→ EXERCISE: Repeat the stretch of entries below from the line with "the man's shoe" through the line with "the bar stool". Include both ends and add nothing.

→ DATA SUPPLIED:
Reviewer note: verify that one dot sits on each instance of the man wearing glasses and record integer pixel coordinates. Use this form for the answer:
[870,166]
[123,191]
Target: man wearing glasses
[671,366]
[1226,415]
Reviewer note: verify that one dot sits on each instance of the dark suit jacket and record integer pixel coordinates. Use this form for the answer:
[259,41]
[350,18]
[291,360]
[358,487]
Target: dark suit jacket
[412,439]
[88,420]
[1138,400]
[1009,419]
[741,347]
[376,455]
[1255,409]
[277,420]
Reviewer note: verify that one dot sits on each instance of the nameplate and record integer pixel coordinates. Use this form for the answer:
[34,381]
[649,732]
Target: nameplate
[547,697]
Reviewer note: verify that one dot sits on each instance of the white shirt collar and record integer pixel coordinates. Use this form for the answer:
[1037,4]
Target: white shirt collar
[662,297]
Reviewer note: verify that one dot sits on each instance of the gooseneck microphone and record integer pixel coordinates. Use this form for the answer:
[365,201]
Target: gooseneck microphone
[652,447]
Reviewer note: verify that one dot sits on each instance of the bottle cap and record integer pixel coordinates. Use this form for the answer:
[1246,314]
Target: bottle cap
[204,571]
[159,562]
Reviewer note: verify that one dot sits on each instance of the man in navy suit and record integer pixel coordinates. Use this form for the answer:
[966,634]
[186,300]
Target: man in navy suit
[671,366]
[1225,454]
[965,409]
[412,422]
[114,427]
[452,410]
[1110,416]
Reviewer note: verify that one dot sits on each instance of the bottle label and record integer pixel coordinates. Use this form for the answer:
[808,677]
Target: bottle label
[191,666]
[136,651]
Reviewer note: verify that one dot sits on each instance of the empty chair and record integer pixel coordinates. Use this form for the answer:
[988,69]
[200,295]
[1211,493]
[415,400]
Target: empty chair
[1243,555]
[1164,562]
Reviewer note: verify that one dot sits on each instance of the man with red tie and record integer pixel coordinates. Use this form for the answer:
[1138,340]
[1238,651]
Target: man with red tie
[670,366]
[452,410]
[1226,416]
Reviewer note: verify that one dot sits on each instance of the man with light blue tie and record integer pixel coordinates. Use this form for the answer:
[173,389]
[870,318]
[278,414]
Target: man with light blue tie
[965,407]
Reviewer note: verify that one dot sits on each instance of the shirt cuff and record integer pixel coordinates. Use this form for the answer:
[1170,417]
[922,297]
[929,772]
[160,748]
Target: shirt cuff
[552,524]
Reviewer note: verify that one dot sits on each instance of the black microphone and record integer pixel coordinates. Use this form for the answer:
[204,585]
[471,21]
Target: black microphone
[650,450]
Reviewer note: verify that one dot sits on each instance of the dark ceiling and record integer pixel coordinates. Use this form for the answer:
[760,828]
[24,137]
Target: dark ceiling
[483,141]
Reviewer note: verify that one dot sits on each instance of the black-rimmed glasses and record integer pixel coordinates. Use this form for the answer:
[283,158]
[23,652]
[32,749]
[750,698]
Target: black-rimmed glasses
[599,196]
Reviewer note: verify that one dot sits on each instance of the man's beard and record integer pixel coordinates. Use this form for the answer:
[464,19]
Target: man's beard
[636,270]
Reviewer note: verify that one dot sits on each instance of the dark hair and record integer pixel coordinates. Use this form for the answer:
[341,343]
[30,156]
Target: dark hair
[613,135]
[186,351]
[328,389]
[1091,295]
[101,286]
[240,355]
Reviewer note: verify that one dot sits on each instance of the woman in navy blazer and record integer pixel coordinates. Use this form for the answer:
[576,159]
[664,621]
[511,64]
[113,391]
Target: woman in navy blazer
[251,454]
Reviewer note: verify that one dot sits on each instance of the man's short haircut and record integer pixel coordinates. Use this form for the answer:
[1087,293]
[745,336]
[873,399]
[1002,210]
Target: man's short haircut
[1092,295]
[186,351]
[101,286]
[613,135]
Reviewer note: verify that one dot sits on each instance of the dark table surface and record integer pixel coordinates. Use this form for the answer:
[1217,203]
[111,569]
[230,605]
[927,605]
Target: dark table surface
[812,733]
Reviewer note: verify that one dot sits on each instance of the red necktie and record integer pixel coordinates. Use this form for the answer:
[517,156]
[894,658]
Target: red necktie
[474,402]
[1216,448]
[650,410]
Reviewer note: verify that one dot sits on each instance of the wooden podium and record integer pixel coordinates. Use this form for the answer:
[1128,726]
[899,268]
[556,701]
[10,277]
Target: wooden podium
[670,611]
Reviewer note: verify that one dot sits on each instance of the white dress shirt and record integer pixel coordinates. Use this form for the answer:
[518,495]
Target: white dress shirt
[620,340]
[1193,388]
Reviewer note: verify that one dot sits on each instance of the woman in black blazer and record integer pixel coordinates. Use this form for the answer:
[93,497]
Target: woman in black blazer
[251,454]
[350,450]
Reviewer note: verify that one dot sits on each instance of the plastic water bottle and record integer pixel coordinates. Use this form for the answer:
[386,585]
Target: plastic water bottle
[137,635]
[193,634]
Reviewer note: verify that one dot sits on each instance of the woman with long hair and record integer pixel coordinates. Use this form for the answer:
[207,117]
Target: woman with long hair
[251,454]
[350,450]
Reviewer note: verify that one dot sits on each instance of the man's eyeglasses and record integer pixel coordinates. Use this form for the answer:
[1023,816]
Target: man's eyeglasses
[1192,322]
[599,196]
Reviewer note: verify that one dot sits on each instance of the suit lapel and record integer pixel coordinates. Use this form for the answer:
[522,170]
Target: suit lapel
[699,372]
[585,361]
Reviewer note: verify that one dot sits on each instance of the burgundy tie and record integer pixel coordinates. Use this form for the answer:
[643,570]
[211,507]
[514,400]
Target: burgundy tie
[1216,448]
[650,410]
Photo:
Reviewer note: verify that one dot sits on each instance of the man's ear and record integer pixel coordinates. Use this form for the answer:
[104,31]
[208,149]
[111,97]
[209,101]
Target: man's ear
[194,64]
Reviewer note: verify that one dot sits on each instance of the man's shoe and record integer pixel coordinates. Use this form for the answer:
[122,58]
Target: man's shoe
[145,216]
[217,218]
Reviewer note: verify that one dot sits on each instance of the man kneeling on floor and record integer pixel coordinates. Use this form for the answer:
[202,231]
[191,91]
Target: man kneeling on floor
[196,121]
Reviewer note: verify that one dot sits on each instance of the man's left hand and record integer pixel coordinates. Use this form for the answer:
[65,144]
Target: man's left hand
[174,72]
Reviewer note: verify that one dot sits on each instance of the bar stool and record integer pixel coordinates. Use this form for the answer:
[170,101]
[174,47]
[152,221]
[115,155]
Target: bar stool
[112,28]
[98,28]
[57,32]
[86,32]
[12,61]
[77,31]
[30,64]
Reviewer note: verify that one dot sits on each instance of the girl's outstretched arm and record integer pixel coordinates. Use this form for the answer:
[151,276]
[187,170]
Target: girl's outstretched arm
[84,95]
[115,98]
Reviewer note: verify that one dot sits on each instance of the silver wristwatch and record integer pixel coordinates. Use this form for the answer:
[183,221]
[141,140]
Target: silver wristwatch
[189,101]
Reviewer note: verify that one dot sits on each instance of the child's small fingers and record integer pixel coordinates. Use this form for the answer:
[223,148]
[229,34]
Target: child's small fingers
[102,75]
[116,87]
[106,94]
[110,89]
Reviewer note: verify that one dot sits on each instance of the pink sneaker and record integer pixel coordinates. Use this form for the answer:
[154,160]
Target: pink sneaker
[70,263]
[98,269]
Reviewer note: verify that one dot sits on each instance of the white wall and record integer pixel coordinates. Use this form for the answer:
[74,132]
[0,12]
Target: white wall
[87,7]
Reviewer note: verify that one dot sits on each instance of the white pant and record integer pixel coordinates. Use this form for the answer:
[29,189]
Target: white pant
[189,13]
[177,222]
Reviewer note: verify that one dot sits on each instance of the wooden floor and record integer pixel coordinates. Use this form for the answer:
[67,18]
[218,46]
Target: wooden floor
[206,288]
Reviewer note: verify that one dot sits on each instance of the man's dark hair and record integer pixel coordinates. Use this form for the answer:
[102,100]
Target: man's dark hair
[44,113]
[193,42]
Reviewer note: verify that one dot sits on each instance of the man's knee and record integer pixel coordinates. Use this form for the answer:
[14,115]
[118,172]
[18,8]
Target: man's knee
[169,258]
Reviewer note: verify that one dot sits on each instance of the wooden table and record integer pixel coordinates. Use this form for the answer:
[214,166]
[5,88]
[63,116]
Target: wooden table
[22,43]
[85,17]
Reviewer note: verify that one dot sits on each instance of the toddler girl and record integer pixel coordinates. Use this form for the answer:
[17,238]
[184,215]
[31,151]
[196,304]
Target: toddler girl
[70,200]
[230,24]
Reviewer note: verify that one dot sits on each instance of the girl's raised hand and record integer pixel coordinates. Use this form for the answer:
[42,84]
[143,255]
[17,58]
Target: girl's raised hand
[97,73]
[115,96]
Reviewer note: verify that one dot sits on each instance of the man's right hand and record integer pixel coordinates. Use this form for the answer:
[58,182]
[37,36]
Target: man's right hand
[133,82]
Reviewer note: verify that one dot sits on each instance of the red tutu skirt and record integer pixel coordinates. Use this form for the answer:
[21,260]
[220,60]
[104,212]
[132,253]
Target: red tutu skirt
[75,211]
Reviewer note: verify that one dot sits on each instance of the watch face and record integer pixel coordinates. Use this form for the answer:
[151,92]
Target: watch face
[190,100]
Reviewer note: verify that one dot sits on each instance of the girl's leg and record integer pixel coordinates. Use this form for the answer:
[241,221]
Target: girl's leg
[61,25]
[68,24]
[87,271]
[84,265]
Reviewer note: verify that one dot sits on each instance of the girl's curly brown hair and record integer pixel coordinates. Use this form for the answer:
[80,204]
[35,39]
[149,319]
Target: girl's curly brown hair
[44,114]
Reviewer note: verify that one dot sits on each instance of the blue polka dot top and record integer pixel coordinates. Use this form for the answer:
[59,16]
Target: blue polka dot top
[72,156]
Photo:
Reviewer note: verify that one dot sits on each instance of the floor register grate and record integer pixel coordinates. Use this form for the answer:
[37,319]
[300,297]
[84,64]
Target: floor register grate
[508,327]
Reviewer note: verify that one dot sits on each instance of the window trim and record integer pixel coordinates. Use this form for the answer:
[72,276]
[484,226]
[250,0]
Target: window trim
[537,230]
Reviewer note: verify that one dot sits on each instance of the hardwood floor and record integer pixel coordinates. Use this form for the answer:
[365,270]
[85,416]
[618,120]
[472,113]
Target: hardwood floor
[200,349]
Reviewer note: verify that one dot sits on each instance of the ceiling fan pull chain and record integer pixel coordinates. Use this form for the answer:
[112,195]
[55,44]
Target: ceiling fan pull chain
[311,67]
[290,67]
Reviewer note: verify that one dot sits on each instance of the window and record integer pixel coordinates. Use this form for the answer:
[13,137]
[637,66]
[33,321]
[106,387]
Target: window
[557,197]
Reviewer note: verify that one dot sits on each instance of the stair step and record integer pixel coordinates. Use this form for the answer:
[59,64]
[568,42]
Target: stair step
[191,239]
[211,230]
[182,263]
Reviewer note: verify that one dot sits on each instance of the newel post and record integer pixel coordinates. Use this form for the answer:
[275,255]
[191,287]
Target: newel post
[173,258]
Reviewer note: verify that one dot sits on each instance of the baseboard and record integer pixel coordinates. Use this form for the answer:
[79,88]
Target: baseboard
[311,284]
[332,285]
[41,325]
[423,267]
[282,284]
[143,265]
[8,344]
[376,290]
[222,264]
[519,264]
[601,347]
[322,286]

→ WRITTEN RESPONSE:
Reviewer note: verify that one dot sits on each instance of the man's shoe and record integer pixel coordinates. Use this form for the answer:
[122,58]
Target: man's shoe
[145,216]
[217,218]
Reviewer note: verify that one dot sits on each instance of the man kneeling on floor and record integer pixel coordinates. Use this form for the answer:
[202,231]
[191,91]
Target: man kneeling on floor
[196,121]
Reviewer note: verify that one dot sits on each instance of the man's left hand and record integer pixel coordinates. Use this form for the answer:
[65,144]
Target: man's left hand
[174,72]
Reviewer note: verify that one dot sits on each instance of the bar stool and record integer pixel coordinates. Use this form for the answer:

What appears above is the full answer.